[Your goal]: With pictures omitted, copy exactly the lines from the one containing "Query: second crocodile" through the end of the records below.

_ _ _

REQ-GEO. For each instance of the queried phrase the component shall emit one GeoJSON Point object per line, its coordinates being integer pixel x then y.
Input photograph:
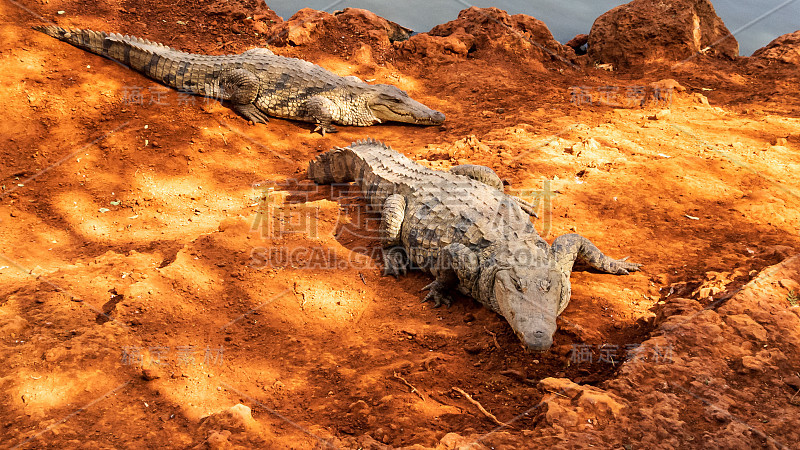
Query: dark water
{"type": "Point", "coordinates": [753, 23]}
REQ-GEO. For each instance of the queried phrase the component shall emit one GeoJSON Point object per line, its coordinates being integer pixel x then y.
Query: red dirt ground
{"type": "Point", "coordinates": [147, 209]}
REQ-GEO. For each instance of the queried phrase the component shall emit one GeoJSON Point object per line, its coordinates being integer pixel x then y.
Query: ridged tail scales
{"type": "Point", "coordinates": [179, 70]}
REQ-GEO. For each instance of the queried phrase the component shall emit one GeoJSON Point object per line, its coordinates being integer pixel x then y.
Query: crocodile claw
{"type": "Point", "coordinates": [436, 296]}
{"type": "Point", "coordinates": [394, 262]}
{"type": "Point", "coordinates": [624, 267]}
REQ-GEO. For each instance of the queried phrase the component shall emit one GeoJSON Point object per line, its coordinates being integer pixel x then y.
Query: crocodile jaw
{"type": "Point", "coordinates": [529, 299]}
{"type": "Point", "coordinates": [391, 104]}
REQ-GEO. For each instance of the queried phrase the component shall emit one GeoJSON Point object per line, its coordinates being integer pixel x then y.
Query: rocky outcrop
{"type": "Point", "coordinates": [310, 26]}
{"type": "Point", "coordinates": [478, 31]}
{"type": "Point", "coordinates": [785, 48]}
{"type": "Point", "coordinates": [686, 383]}
{"type": "Point", "coordinates": [645, 32]}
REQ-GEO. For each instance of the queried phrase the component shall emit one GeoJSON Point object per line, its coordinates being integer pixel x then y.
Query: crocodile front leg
{"type": "Point", "coordinates": [241, 88]}
{"type": "Point", "coordinates": [570, 247]}
{"type": "Point", "coordinates": [482, 174]}
{"type": "Point", "coordinates": [489, 177]}
{"type": "Point", "coordinates": [454, 263]}
{"type": "Point", "coordinates": [322, 111]}
{"type": "Point", "coordinates": [395, 260]}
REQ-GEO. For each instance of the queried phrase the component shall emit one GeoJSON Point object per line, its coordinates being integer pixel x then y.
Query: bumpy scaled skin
{"type": "Point", "coordinates": [468, 233]}
{"type": "Point", "coordinates": [258, 83]}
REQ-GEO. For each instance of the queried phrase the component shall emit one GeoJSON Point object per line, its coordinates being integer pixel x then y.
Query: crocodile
{"type": "Point", "coordinates": [471, 236]}
{"type": "Point", "coordinates": [257, 83]}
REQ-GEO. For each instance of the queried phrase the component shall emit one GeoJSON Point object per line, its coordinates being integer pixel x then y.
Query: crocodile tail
{"type": "Point", "coordinates": [154, 60]}
{"type": "Point", "coordinates": [334, 166]}
{"type": "Point", "coordinates": [93, 41]}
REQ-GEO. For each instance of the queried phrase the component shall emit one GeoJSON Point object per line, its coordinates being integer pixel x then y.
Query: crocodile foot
{"type": "Point", "coordinates": [250, 112]}
{"type": "Point", "coordinates": [395, 262]}
{"type": "Point", "coordinates": [325, 128]}
{"type": "Point", "coordinates": [437, 295]}
{"type": "Point", "coordinates": [623, 267]}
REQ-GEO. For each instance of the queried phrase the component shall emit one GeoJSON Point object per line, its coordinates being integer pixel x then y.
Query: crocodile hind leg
{"type": "Point", "coordinates": [455, 263]}
{"type": "Point", "coordinates": [321, 111]}
{"type": "Point", "coordinates": [482, 174]}
{"type": "Point", "coordinates": [568, 248]}
{"type": "Point", "coordinates": [395, 260]}
{"type": "Point", "coordinates": [241, 88]}
{"type": "Point", "coordinates": [489, 177]}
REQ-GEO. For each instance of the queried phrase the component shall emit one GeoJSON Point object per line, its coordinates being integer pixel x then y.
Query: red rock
{"type": "Point", "coordinates": [482, 30]}
{"type": "Point", "coordinates": [785, 48]}
{"type": "Point", "coordinates": [577, 42]}
{"type": "Point", "coordinates": [309, 26]}
{"type": "Point", "coordinates": [747, 327]}
{"type": "Point", "coordinates": [643, 32]}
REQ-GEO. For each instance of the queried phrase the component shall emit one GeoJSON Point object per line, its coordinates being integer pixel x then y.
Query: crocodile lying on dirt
{"type": "Point", "coordinates": [469, 234]}
{"type": "Point", "coordinates": [258, 83]}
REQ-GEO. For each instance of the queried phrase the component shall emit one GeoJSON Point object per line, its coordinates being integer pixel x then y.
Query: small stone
{"type": "Point", "coordinates": [790, 285]}
{"type": "Point", "coordinates": [473, 349]}
{"type": "Point", "coordinates": [150, 374]}
{"type": "Point", "coordinates": [660, 115]}
{"type": "Point", "coordinates": [793, 382]}
{"type": "Point", "coordinates": [779, 142]}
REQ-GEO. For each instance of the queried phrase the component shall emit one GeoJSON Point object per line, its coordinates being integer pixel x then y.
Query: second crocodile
{"type": "Point", "coordinates": [470, 235]}
{"type": "Point", "coordinates": [258, 83]}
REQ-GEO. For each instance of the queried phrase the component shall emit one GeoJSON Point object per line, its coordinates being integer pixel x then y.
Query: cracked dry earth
{"type": "Point", "coordinates": [151, 297]}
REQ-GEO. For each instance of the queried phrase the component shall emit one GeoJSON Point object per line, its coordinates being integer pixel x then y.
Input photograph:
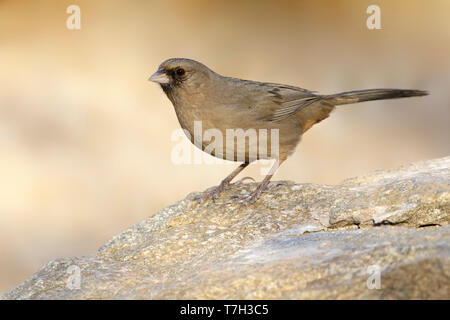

_ _ _

[Exercise output]:
Query: second crocodile
{"type": "Point", "coordinates": [470, 235]}
{"type": "Point", "coordinates": [258, 83]}
REQ-GEO. For each instance of the queried phrase the component shall emit one GeoJSON Point object per line, its coordinates being integer pixel x then y.
Query: cracked dry earth
{"type": "Point", "coordinates": [151, 297]}
REQ-GEO. For each instance of the queried phrase the component shall emit one GeoJSON Point object per line, its coordinates being integer pixel x then y.
Input photograph:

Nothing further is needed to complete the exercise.